*** Dataset records

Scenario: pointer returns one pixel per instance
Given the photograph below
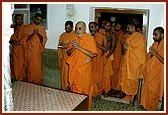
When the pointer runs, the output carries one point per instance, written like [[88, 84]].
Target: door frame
[[144, 12]]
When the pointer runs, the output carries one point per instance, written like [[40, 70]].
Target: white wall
[[58, 14]]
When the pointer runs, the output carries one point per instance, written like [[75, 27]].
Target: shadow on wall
[[51, 73]]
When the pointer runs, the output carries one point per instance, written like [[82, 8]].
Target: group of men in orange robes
[[28, 43], [95, 62]]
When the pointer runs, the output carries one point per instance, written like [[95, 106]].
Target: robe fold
[[133, 63], [18, 55], [62, 57], [34, 52], [98, 65], [153, 88], [80, 73]]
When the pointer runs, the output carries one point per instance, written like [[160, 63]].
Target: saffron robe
[[117, 58], [18, 55], [98, 65], [153, 88], [34, 52], [80, 73], [62, 57], [133, 63]]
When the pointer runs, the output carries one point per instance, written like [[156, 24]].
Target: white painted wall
[[58, 14]]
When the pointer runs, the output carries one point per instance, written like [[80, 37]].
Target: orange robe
[[18, 54], [62, 57], [98, 65], [152, 91], [133, 63], [108, 73], [117, 58], [101, 30], [34, 52], [80, 73]]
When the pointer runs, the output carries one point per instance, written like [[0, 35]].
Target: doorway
[[139, 16]]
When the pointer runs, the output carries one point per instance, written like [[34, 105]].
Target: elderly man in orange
[[98, 62], [108, 75], [132, 63], [81, 51], [35, 47], [153, 88], [64, 41], [18, 42]]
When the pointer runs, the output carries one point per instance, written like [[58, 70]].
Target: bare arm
[[113, 44], [76, 45], [154, 52], [103, 47]]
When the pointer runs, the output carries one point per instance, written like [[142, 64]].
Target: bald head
[[80, 28]]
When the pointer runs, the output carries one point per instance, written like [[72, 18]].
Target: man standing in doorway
[[35, 47], [64, 42], [132, 63], [81, 51], [98, 62]]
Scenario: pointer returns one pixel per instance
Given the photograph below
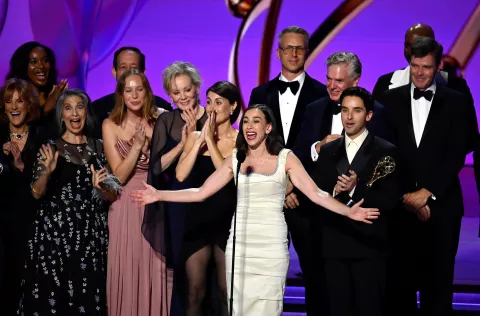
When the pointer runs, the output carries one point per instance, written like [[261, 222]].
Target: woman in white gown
[[261, 249]]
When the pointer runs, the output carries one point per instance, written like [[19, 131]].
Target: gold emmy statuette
[[385, 166]]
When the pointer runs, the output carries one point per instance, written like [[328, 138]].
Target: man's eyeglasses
[[288, 50]]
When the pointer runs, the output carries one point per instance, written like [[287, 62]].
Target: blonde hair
[[26, 92], [150, 112]]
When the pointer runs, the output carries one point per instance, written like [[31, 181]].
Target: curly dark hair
[[230, 92], [19, 64], [273, 141], [26, 92]]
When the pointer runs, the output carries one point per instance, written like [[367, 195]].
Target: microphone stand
[[240, 159]]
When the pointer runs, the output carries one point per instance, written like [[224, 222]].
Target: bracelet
[[36, 192]]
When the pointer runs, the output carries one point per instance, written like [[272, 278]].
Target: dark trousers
[[299, 223], [356, 287], [423, 259]]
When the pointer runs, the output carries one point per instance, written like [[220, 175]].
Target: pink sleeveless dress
[[138, 282]]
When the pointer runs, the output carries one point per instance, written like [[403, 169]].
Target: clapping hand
[[209, 126], [55, 94], [147, 196], [12, 148], [361, 214], [98, 177], [189, 115], [48, 159], [346, 183], [140, 136]]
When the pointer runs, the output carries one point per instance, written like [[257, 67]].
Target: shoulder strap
[[234, 164], [282, 156]]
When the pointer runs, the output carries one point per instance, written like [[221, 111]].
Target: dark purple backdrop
[[203, 32]]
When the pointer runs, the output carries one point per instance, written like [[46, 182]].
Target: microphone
[[241, 155]]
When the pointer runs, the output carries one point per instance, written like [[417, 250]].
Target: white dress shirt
[[337, 128], [420, 111], [352, 146], [288, 103]]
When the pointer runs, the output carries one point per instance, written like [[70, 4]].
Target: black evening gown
[[18, 211], [65, 270], [208, 223], [163, 223]]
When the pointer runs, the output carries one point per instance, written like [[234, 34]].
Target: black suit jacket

******

What is required>
Copy out all the records above word for word, but leave out the pictures.

Task output>
Scenario: pointer returns one pixel per instance
Given the photograph below
When the pointer runs, the output carries one point per instance, written like [[88, 84]].
Target: door frame
[[144, 12]]
When the pointer runs, the output carries one point per instance, written like [[40, 70]].
Target: white wall
[[58, 14]]
When the pointer runs, the output carries one point per instance, written like [[75, 27]].
Target: shadow on wall
[[51, 73]]
When the pointer runs, the output carries one point per instance, written like [[82, 8]].
Target: group of men in orange robes
[[28, 43], [95, 62]]
When the pointer runs, the output carries one point per instance, written like [[95, 106]].
Target: robe fold
[[133, 63], [18, 55], [62, 57], [34, 52], [98, 65], [153, 88], [80, 73]]
When the pointer runs, the output carries one point per instance, written like [[160, 63]].
Target: saffron robe
[[117, 58], [18, 55], [98, 65], [153, 88], [34, 52], [80, 73], [62, 57], [133, 63]]
When the pointer runs, the output carries one point per instance, written like [[156, 24]].
Target: white painted wall
[[58, 14]]
When the pointer runs, the output carries one point per instance, written like [[80, 37]].
Target: orange robe
[[18, 54], [62, 57], [98, 65], [152, 91], [133, 63], [108, 73], [117, 58], [101, 30], [34, 52], [80, 73]]
When the pointer runs, the output carries one point per instance, written like [[0, 35]].
Target: doorway
[[139, 16]]
When the pointer runs, the output carries one point per instance, written like [[34, 105]].
Target: elderly man in orange
[[98, 62], [108, 75], [132, 63], [81, 51], [35, 47], [153, 88], [64, 41], [18, 42]]
When the pointer runs, the output carries one point per instance, written like [[58, 70]].
Target: bare arm
[[113, 44], [76, 45], [154, 52], [103, 47]]
When the pointer runs, the output carries one point per instance, written like [[142, 64]].
Target: bald head
[[80, 28]]
When the pointer runs, the output carries one point per instance, written like [[72, 18]].
Target: man standing in doorway
[[35, 47], [64, 42], [132, 63], [81, 51], [98, 62]]
Scenario: pointer returns one pixel per instance
Given the photograph below
When the pointer runs, the output carries one point per instance, written like [[261, 222]].
Target: woman in white gown
[[261, 249]]
When the pointer runs, the output carries one point per instance, written like [[19, 131]].
Target: gold emmy statuette
[[385, 166]]
When the pointer runs, the output carries one point per instance, written like [[328, 138]].
Target: man's eyeglasses
[[288, 50]]
When the pointer runs, the output carries one point per instance, written like [[287, 62]].
Target: blonde hair
[[26, 92], [150, 112]]
When the pointer runs, the output carries one point per instance, written like [[31, 181]].
Target: curly dark hair
[[230, 92], [19, 64], [273, 141], [26, 92]]
When the pointer runs, the output carries one point per instance, written like [[367, 195]].
Target: microphone stand
[[240, 159]]
When the pointer runs, the output carries one point per instance, written like [[224, 222]].
Target: bracelet
[[36, 192]]
When the pointer runs, the output carries one point per instance, written like [[272, 278]].
Target: dark trousers
[[299, 223], [356, 287], [423, 259]]
When the pointer runs, the output carries one point per instance, written like [[220, 175]].
Target: pink sleeveless dress
[[138, 282]]
When the pointer runs, the output carries one point per instance, written like [[403, 169]].
Target: clapping hand
[[209, 126], [55, 94], [147, 196], [12, 148], [361, 214], [98, 177], [189, 115], [48, 159], [346, 183], [140, 136]]
When the pointer runs, the output carries one point per instance, written like [[257, 67]].
Target: shoulder strap
[[234, 164], [282, 156]]
When the pointer runs, the output carries one point per instance, written like [[221, 111]].
Target: dark purple backdrop
[[203, 32]]
When the pointer runs, the output carries one point per instance, written like [[46, 182]].
Target: microphone
[[241, 155]]
When the pointer runs, the output carries one point per instance, written like [[417, 250]].
Target: white dress shirt
[[337, 128], [420, 111], [352, 146], [288, 103]]
When the pointer runs, the output carries one point per instance, written like [[70, 4]].
Target: black evening gown
[[18, 211], [65, 270], [208, 223], [163, 223]]
When the pointer runs, the output carries one point per instance, written like [[234, 34]].
Target: black suit jacket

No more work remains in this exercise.